Bei Alexander Robert Herren nachgeforscht, schnaubt dieser zuerst einmal amüsiert: «Das sagen die Mensen immer!» Die studentischen Delegierten der Mensa-Kommission kämpfen schon länger dafür, dass nachhaltiges Verhalten gefördert und finanziell anerkennt wird. Bisweilen sind sie mit ihrer Preisreduktionsforderung für vegetarische und vegane Gerichte jedoch auf taube Ohren gestossen. «Den höheren Preis für das Vegi-Menü können wir uns wirklich nicht erklären. Nur die Spitzengastronomie, wie beispielsweise das Hiltl, kann solch einen happigen Preis einfordern», sagt Alexander. Was die ZFV-Unternehmungen mit dem mutmasslich generierten Mehrwert anstellen, bleibt im Dunkeln.

**ROHE DATENSÄTZE**
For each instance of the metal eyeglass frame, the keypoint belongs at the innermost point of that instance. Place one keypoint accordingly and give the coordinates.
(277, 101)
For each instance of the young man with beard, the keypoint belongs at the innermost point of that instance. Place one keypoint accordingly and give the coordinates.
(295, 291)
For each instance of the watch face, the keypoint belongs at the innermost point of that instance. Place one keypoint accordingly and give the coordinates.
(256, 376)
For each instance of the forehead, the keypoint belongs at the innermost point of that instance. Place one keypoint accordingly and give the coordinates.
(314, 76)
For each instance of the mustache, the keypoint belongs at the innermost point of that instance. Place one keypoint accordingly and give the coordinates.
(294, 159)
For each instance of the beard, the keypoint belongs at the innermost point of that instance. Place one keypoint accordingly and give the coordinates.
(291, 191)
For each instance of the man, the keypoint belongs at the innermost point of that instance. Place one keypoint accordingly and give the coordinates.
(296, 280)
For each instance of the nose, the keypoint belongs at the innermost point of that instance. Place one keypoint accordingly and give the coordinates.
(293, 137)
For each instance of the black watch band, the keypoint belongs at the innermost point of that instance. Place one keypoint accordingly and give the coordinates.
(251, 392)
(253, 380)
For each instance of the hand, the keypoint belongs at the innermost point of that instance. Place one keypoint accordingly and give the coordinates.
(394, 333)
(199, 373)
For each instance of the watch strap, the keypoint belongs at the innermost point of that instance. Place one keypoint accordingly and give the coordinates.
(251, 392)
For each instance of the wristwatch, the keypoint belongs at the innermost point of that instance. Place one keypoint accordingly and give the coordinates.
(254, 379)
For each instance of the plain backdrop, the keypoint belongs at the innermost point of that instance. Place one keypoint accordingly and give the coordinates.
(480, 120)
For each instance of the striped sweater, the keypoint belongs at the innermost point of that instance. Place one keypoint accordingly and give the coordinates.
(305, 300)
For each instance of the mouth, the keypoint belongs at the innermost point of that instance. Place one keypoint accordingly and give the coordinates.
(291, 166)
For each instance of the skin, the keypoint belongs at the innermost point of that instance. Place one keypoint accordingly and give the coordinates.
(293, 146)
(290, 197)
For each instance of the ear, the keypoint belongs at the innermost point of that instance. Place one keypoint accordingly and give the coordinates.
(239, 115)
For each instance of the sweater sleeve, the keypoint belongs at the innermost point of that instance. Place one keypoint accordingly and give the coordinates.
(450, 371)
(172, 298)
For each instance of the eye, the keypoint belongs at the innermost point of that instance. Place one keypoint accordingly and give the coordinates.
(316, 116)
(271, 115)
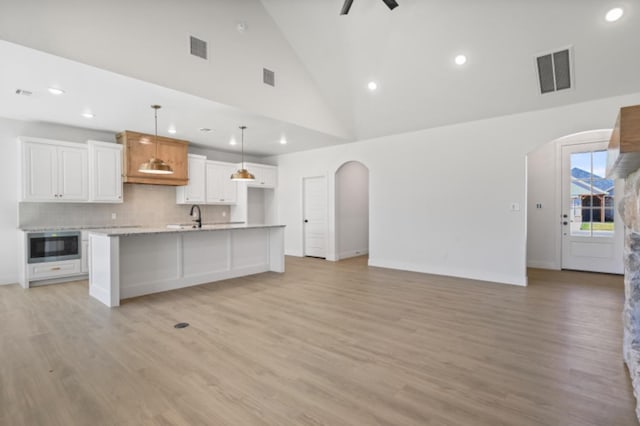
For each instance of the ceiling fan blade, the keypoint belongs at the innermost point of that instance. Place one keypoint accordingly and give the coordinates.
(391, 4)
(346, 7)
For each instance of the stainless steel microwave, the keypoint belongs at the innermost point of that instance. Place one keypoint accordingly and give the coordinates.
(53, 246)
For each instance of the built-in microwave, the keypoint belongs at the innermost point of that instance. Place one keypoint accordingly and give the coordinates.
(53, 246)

...

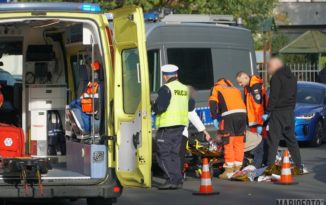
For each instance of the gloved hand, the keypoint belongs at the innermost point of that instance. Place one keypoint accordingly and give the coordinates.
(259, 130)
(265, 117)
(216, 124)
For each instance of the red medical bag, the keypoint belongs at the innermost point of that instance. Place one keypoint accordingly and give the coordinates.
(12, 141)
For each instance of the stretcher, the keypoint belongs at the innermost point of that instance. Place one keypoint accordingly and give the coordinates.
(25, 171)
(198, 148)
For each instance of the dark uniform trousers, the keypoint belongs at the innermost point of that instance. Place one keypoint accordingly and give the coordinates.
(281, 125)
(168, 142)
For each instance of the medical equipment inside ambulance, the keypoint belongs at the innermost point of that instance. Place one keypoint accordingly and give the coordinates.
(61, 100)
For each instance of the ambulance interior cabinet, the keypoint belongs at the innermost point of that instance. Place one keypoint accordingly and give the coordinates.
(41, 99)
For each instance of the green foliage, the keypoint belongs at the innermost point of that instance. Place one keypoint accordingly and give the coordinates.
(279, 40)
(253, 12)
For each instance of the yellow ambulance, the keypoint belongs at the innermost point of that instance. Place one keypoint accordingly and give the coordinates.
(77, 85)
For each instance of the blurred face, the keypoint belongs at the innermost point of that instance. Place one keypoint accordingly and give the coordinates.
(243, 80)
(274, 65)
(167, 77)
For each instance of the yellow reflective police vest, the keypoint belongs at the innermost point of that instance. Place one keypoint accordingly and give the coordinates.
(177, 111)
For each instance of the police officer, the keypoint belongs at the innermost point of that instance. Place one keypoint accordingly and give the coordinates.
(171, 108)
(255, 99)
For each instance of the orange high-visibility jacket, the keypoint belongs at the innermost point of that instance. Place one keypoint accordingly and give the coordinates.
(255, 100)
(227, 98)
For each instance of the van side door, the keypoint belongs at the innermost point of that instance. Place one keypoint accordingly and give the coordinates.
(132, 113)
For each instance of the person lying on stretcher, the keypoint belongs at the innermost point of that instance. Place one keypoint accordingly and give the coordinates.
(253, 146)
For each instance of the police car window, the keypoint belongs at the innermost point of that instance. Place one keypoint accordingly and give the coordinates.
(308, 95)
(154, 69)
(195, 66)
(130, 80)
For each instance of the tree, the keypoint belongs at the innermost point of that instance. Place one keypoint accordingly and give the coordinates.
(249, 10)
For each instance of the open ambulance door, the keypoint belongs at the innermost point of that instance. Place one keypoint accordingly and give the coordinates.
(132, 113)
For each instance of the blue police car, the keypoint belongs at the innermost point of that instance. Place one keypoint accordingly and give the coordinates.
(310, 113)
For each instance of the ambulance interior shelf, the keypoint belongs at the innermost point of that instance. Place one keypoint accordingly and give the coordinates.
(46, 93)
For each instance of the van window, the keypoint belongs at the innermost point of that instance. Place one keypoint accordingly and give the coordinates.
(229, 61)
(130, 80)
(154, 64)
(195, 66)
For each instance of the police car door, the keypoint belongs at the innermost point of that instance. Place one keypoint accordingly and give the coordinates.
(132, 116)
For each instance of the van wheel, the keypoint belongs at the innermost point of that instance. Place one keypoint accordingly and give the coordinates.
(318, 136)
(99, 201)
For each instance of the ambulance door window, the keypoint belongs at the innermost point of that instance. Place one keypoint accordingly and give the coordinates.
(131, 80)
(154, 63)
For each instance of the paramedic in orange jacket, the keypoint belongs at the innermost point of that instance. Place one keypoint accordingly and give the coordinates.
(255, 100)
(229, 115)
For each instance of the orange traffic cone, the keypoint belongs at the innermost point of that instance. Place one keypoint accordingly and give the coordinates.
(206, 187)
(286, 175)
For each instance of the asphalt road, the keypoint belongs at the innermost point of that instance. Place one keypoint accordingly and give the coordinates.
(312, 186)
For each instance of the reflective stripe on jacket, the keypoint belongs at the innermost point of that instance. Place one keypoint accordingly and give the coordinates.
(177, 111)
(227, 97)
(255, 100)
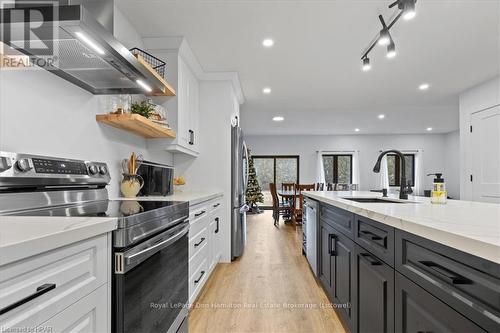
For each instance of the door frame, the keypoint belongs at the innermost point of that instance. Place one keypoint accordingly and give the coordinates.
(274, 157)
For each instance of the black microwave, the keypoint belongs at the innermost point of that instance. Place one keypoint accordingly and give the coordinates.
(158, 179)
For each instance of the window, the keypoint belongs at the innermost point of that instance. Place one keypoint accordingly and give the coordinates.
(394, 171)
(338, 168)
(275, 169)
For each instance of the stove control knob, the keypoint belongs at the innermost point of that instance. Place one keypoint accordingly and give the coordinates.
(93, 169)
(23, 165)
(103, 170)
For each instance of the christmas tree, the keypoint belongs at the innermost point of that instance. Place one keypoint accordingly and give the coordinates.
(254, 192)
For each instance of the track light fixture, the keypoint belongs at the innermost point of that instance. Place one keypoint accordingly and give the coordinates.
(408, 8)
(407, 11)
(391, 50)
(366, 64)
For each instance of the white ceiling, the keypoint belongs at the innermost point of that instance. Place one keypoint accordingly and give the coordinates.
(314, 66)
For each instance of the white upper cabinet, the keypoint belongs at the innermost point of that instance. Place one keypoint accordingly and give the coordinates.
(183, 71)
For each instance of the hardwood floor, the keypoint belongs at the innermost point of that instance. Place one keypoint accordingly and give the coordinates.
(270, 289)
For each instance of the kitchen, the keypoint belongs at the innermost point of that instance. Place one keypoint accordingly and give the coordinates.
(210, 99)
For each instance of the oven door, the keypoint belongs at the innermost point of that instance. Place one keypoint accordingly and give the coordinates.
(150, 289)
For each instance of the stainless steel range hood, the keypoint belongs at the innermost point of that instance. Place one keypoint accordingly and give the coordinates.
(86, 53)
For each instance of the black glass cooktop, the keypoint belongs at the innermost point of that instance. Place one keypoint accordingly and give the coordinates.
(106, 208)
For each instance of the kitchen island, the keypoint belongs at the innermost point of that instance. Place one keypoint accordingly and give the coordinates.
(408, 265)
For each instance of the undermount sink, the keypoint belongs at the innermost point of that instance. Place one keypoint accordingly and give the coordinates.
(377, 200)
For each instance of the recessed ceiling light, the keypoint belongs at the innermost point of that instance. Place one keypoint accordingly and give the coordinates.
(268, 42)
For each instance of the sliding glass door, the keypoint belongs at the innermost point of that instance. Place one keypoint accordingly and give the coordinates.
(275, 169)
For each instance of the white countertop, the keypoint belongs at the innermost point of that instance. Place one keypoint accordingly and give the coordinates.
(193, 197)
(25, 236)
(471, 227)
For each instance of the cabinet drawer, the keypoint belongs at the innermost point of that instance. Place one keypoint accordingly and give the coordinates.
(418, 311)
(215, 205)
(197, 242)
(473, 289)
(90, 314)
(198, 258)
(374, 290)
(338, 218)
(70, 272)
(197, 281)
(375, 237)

**AUFGABEN**
a) Aktualisiere im Textauszug die Passage, die mit „Bei Alexander Robert“ beginnt und bis einschließlich „bleibt im Dunkeln.“ reicht: Gib sie vollständig wieder und ersetze dabei „Vegi-Menü“ durch „vegetarische Menü“.
b) Suche aus den Datensätzen jede Zeile heraus, in der die Zeichenfolge „orange“ vorkommt, und schreibe diese Zeilen ab.

**LÖSUNGEN**
a)
Bei Alexander Robert Herren nachgeforscht, schnaubt dieser zuerst einmal amüsiert: «Das sagen die Mensen immer!» Die studentischen Delegierten der Mensa-Kommission kämpfen schon länger dafür, dass nachhaltiges Verhalten gefördert und finanziell anerkennt wird. Bisweilen sind sie mit ihrer Preisreduktionsforderung für vegetarische und vegane Gerichte jedoch auf taube Ohren gestossen. «Den höheren Preis für das vegetarische Menü können wir uns wirklich nicht erklären. Nur die Spitzengastronomie, wie beispielsweise das Hiltl, kann solch einen happigen Preis einfordern», sagt Alexander. Was die ZFV-Unternehmungen mit dem mutmasslich generierten Mehrwert anstellen, bleibt im Dunkeln.

b)
For each instance of the orange high-visibility jacket, the keypoint belongs at the innermost point of that instance. Place one keypoint accordingly and give the coordinates.
For each instance of the paramedic in orange jacket, the keypoint belongs at the innermost point of that instance. Place one keypoint accordingly and give the coordinates.
For each instance of the orange traffic cone, the keypoint belongs at the innermost point of that instance. Place one keypoint accordingly and give the coordinates.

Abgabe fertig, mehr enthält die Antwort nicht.